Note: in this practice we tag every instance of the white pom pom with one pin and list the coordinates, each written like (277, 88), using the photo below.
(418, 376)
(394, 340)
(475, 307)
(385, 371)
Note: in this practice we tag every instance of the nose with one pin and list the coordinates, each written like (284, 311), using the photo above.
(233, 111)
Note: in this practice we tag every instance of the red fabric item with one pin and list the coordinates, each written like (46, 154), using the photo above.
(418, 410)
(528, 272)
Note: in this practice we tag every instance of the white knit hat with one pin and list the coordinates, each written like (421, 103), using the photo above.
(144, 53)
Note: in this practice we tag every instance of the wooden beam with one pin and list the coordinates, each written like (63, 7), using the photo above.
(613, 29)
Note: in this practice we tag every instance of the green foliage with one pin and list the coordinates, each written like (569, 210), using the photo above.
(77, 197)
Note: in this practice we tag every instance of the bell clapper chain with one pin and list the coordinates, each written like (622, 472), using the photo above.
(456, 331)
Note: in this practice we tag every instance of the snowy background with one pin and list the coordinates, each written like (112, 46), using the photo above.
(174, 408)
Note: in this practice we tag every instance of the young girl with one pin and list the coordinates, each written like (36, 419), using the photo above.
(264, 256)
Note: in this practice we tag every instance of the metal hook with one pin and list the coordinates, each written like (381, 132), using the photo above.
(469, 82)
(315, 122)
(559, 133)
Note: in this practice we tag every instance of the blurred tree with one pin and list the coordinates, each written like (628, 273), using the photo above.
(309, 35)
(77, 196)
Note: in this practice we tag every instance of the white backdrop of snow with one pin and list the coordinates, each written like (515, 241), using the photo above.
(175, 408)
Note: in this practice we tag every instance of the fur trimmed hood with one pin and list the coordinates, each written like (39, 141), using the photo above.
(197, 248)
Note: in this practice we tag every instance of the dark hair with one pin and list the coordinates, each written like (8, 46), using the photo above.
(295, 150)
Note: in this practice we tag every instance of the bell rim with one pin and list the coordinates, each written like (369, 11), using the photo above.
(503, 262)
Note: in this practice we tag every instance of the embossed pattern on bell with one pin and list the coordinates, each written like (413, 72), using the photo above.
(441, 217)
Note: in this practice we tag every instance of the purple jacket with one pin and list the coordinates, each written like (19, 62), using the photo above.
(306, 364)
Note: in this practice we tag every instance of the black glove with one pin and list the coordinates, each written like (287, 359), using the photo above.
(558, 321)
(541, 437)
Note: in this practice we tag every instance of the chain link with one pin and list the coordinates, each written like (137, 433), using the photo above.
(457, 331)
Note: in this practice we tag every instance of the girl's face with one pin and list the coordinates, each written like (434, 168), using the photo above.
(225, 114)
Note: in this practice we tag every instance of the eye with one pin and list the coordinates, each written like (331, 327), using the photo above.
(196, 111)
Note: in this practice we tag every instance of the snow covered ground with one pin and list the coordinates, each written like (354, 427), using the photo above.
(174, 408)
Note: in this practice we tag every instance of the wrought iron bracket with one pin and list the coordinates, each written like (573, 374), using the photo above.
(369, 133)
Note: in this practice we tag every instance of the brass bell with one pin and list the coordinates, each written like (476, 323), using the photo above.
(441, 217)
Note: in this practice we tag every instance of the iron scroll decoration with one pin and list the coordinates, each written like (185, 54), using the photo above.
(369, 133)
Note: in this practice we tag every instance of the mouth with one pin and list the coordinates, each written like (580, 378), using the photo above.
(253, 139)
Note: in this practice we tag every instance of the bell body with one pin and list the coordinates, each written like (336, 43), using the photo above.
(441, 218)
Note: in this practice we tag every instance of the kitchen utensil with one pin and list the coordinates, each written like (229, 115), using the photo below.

- [Work to complete]
All of the entries must be given again, word for word.

- [Solution to this task]
Note: in this practice we tag every instance of the white pom pom with one pin and list the coordinates, each written like (277, 88), using the photo below.
(418, 376)
(394, 340)
(475, 307)
(385, 371)
Note: in this practice we tag every instance of the nose with one pin and list the coordinates, each written like (284, 311), using the photo above.
(233, 111)
Note: in this practice we tag every instance of the red fabric item with one pin and list the coordinates, each written like (46, 154), using the photo above.
(418, 410)
(528, 272)
Note: in this practice we tag every instance of the white knit hat with one pin and list the coordinates, each written like (421, 103), using the photo above.
(144, 53)
Note: in this practice we tag every instance of the wooden beam with one pin and list the coordinates, each written like (63, 7), using the photo above.
(613, 29)
Note: in this practice we tag every instance of the green foliage with one pin and list the coordinates, each written like (569, 210), using the photo above.
(77, 197)
Note: in this practice we tag every instance of the bell clapper chain with one pin and list the coordinates, each written like (622, 472), using the photo above.
(456, 331)
Note: in this practice we tag every instance of the snowy background with one pin and list the coordinates, each written like (112, 46), using the photo above.
(174, 408)
Note: in this practice we tag every instance of the young girl with one pin and list the coordinates, each written like (36, 419), using the photo above.
(264, 256)
Note: in this practice we tag every instance of the metal hook with one pin and list the coordinates, each written like (381, 132), using the photo above.
(469, 82)
(315, 122)
(559, 133)
Note: in this practice we tag every instance of the blurred tree with one pin and list the coordinates, each written like (628, 273), using the photo above.
(309, 35)
(77, 196)
Note: in this practice we tag every instance of the white backdrop of snow with one pin and list the coordinates, each written like (515, 241), using the photo above.
(175, 408)
Note: in this practice we tag every instance of the fur trimmed hood with one pin and list the coordinates, each written like (39, 141), using the photo above.
(197, 248)
Note: in this practice we tag every instance of the dark hair with one pin and list the coordinates, each written like (8, 46), using the photo above.
(295, 150)
Note: in this practice we tag every instance of the bell rim with one pin and list the coordinates, each written like (369, 11), using the photo above.
(503, 262)
Note: in this practice we tag every instance of the embossed pattern on bell with one pin and list the coordinates, each written like (413, 72), using the photo above.
(441, 217)
Note: in this practice we tag every instance of the purple jacket with one pin and list the coordinates, each written like (19, 62), using the photo above.
(306, 364)
Note: in this practice we tag every instance of the black glove with one pin and list the coordinates, each written like (287, 359), using the photo above.
(558, 321)
(541, 437)
Note: in this practice we tag every instance of the chain link with one pin and list the coordinates, each written like (137, 433), using the photo above.
(457, 331)
Note: in this practice we tag every instance of the girl's face with one pin and list the coordinates, each written like (434, 168), using the photo above.
(225, 114)
Note: in this practice we tag every instance of the eye with one pin and list the coordinates, each written like (331, 327), using the photo above.
(196, 111)
Note: in this practice we tag every instance of the snow covered ground with one pin and list the coordinates, each written like (354, 427), using the photo above.
(174, 408)
Note: in this practice we tag every instance of the wrought iron bracket with one pin and list the coordinates, each written like (573, 374), using the photo above.
(369, 133)
Note: in this practice we tag every instance of the brass bell with one pin and list the coordinates, each written like (476, 323), using the photo above.
(441, 217)
Note: in this practice we tag every instance of the iron scroll decoration with one pin and list the coordinates, each written like (185, 54), using the photo above.
(369, 133)
Note: in this practice we tag every instance of the mouth with one pin and list the coordinates, each written like (580, 378), using the photo above.
(253, 139)
Note: in this practice we tag every instance of the bell body with one pin and list the coordinates, each written like (336, 43), using the photo above.
(441, 218)
Note: in this practice we tag every instance of the kitchen utensil with one pin and list the coordinates, each written like (229, 115), using the photo below.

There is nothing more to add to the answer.